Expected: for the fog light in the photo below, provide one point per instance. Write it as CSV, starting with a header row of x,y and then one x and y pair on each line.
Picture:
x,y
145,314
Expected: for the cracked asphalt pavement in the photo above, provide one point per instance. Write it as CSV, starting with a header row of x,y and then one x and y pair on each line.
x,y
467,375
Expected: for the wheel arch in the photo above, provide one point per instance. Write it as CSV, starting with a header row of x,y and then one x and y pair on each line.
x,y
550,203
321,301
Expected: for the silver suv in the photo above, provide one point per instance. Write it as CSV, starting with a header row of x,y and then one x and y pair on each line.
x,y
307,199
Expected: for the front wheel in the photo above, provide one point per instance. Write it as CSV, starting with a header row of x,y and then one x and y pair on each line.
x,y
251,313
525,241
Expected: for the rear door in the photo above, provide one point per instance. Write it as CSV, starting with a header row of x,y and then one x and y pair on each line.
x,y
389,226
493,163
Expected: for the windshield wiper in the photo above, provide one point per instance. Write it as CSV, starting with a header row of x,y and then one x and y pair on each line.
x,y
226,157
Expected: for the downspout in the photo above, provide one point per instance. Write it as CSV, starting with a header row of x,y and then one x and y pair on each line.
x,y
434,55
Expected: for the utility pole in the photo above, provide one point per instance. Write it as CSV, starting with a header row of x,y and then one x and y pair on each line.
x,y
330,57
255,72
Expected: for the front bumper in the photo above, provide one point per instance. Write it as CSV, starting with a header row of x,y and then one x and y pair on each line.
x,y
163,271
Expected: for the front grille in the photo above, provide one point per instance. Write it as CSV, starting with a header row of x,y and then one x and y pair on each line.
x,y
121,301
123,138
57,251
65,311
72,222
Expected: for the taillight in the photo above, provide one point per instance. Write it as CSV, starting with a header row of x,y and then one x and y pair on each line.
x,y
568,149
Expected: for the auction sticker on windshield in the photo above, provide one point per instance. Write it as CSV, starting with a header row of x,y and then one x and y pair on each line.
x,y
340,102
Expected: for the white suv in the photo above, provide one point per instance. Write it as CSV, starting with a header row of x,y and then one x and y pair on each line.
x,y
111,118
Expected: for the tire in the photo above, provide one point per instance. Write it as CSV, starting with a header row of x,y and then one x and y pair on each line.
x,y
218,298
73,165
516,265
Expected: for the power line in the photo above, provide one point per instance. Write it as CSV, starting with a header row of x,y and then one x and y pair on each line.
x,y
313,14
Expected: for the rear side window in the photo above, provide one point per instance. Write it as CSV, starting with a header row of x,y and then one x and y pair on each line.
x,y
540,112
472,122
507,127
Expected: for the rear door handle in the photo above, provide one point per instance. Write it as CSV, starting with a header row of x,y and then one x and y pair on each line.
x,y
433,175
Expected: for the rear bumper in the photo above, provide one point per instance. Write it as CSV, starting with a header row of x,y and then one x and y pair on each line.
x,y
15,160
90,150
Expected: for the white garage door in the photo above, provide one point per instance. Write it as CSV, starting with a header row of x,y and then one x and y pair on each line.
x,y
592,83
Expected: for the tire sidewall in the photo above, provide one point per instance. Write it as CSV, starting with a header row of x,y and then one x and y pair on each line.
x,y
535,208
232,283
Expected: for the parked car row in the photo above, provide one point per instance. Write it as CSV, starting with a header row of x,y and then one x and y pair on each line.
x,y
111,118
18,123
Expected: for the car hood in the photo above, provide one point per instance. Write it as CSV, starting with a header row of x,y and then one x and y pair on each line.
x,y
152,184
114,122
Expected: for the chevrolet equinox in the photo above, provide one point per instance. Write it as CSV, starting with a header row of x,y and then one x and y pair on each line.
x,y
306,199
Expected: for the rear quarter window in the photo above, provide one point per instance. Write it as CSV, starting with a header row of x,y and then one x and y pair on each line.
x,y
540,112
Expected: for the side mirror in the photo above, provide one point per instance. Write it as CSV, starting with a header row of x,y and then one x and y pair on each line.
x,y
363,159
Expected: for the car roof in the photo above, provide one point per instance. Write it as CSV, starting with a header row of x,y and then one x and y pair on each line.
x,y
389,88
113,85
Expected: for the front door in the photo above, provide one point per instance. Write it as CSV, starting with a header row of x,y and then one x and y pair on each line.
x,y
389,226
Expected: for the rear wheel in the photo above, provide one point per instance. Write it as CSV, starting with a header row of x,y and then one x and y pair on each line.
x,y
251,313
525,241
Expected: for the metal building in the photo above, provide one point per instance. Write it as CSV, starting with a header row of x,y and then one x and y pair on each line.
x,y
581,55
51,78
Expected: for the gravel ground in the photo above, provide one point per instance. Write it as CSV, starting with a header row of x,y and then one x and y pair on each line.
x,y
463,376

### TASK DIRECTIONS
Output the entries exactly.

### RESULT
Expected: for the fog light in the photo below, provide one point per instance. Write it as CSV, starting with a header row of x,y and then one x and y pair on each line.
Picture:
x,y
145,314
Expected: for the cracked asphalt pavement in the photo above, provide one point per instance. Write it as CSV, starting with a header row of x,y and then one x and y pair on each line.
x,y
467,375
Expected: for the wheel arch in the photo above, provide one point per instance. Write it as CSV, starting with a header row of x,y and then one x and y pair on each line.
x,y
550,203
321,301
Expected: for the silver suv in the photo above, provide one point per instance. Write it as CSV, starting with a header row of x,y and then one x and y pair on each line.
x,y
307,199
Expected: for the front wheel in the photo above, provide one point per instance. Write it as CSV, starting with a header row of x,y and then one x and y pair on each line.
x,y
251,313
525,241
Expected: for the rear door in the photo above, provide one point per instance. Write it as CSV, starting with a header row of x,y and then one x and y pair on each line.
x,y
389,226
493,163
Expected: for the windshield wiper in the photo above, provide one point per instance. Write it as CSV, starting with a header row of x,y and then one x and y pair on each line.
x,y
226,157
Expected: for the downspout in the photo above, provide one point per instance. Write it as CSV, starting with a header row of x,y and then one x and y pair on each line.
x,y
434,55
Expected: for the utility pole in the photo above, provide one point per instance. Write it as CSV, starting with a header row of x,y and then one x and y pair on each line.
x,y
330,57
255,72
Expected: for the front bumper in the photo above, provide one point per instance. Write it as CSV, starting with a header row of x,y and then one x and y pair on each line.
x,y
163,271
Expected: for the front grille in the photo above, provide one point per instance. Write it as CSV, starting with a header row of x,y and then one x and y pair on each line.
x,y
121,301
123,138
57,251
65,311
72,222
Expected: for the taillight in the photo above, provide one point per instance. Write it as CSV, starting with a header row of x,y and then one x and y pair on each line.
x,y
568,149
Expected: for the auction sticker on windshield in the photo above, provide one point per instance. Write it as CSV, starting with a header row of x,y and then one x and y pair on each line.
x,y
340,102
Expected: for the white suv in the photo above, provide one point per instance. Write it as CSV, starting with a header row of x,y and then one x and y pair on each line.
x,y
111,118
Expected: for the tire in the photo above, provide one point per instance. Write it as CSV, starting with a header row of x,y and then one x and y pair on each line.
x,y
218,298
73,165
516,265
Expected: for the power line in the photo above, provide one point per instance. Write it as CSV, starting with a header row of x,y and then one x and y pair on each line.
x,y
313,14
Expected: for the rear side window in the photo above, provide one point per instance. Write it as CSV, starting with a header row of x,y and then one x and y pair on each line.
x,y
540,112
472,122
507,127
Expected: for the rear door handle in the photo above, provide one point per instance. Write it as CSV, starting with a header row of x,y and then one x and y pair on each line.
x,y
433,175
Expected: for the rear bumper in the photo above, provide one point per instance. Write it as CSV, starting with a header row of x,y and then one x and y pair on each line.
x,y
15,160
90,150
Expected: for the white garage door in the photo above, provide one point per instance. Write it as CSV, starting with a header row of x,y and then one x and y pair on each line.
x,y
592,83
Expected: for the tire sidewall in the photo above, provide one point per instance. Write it as CSV, starting with a header row of x,y and then one x and y pair on each line.
x,y
535,208
232,283
Expected: for the parked car row in the photo above, provide one point per instance. Write it as CSV, starting with a header row of x,y and then one x and y pair on each line.
x,y
111,118
18,123
Expected: for the car hood in the photo above, provide one point per instance. Write it as CSV, starting with a header row of x,y and then one x and y pair on each line.
x,y
152,184
114,122
Expected: for the chevrolet equinox in the photo above, provide one point per instance. Write it as CSV, starting with a header row of x,y and then one x and y pair on each line.
x,y
306,199
Expected: for the rear quarter window in the photo above, provide one point per instance. Write it as CSV, starting with a header row of x,y and then one x and y pair on each line.
x,y
540,112
Expected: for the side mirror in the photo above, provide one point per instance. Write it as CSV, starting with a header row of x,y and then one x and y pair on each line.
x,y
363,159
Expected: for the car roof in the photo above, provide one point per instance. Write it as CSV, starting with a header row of x,y and then one x and y pair on each line.
x,y
389,88
113,85
Expected: for the front door in the photo above, provide one point per instance. Write it as CSV, starting with a header row of x,y and then one x and y pair on each line.
x,y
389,226
Expected: for the rear wheel in the photo above, provide one point per instance. Write it as CSV, starting with a header row of x,y and then one x and y pair on each line.
x,y
251,313
525,241
Expected: for the metal building in the photo above, provide one point per instance. Write it as CSV, starting with a header row of x,y and then one x and y pair on each line.
x,y
581,55
51,78
Expected: for the gravel ground in the photo above, provide one point per instance. Write it as CSV, starting with a header row of x,y and then one x and y pair on each line.
x,y
463,376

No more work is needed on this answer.